> _ACTIONS TO TAKE_:
1 - Reproduce the passage of the radiotherapy study text that begins with the words containing "One important side-effect" and ends with "a healthy gut.", changing "abdomen" to "pelvis".
2 - Answer these questions about the text on the radiotherapy gut bacteria study.
(a) Which institutions will carry out the study?
(b) What important side-effect of radiotherapy to the abdomen does the text name?
(c) On which blog was the role of gut bacteria recently explained?
3 - Pick up the text on the radiotherapy gut bacteria study after its last sentence and continue it.

──────── EXCERPT ────────

Researchers will examine the role of gut bacteria in influencing the side-effects patients experience after radiotherapy, in the first clinical study of its type.

The study will be carried out by researchers at The Institute of Cancer Research, London, and The Royal Marsden NHS Foundation Trust alongside colleagues from Imperial College London.

One important side-effect of radiotherapy to the abdomen is gut problems, which are thought to be partly caused by the effect of radiation on gut bacteria. These bacteria – as explained in a recent post on The Institute of Cancer Research’s (ICR) Science Talk blog – are crucial in maintaining a healthy gut.

──────── DATA SEGMENT ────────

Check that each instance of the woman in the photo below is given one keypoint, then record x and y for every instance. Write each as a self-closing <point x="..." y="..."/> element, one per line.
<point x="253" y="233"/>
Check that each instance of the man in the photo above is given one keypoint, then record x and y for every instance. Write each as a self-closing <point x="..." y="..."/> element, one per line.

────────

> _TASK RESULTS_:
1 -
One important side-effect of radiotherapy to the pelvis is gut problems, which are thought to be partly caused by the effect of radiation on gut bacteria. These bacteria – as explained in a recent post on The Institute of Cancer Research’s (ICR) Science Talk blog – are crucial in maintaining a healthy gut.

2 -
(a) The Institute of Cancer Research, London, and The Royal Marsden NHS Foundation Trust, together with colleagues from Imperial College London.
(b) Gut problems.
(c) The Institute of Cancer Research's (ICR) Science Talk blog.

3 -
The study will examine how gut bacteria affect treatment response in 330 patients with prostate cancer who have had or are due to undergo radiotherapy, and is funded by the NIHR Biomedical Research Centre (BRC) at The Royal Marsden and ICR, and the BRC at Imperial College. The study is a collaboration between the ICR and Imperial College London under their new joint Centre for Systems Oncology and Cancer Innovation.

The study also relies on the expertise of clinicians from The Royal Marsden’s Gastrointestinal Unit – a unique treatment and research unit with world-leading expertise in the effects of radiation on bowel function – and support from the Portugal-based Gulbenkian Foundation.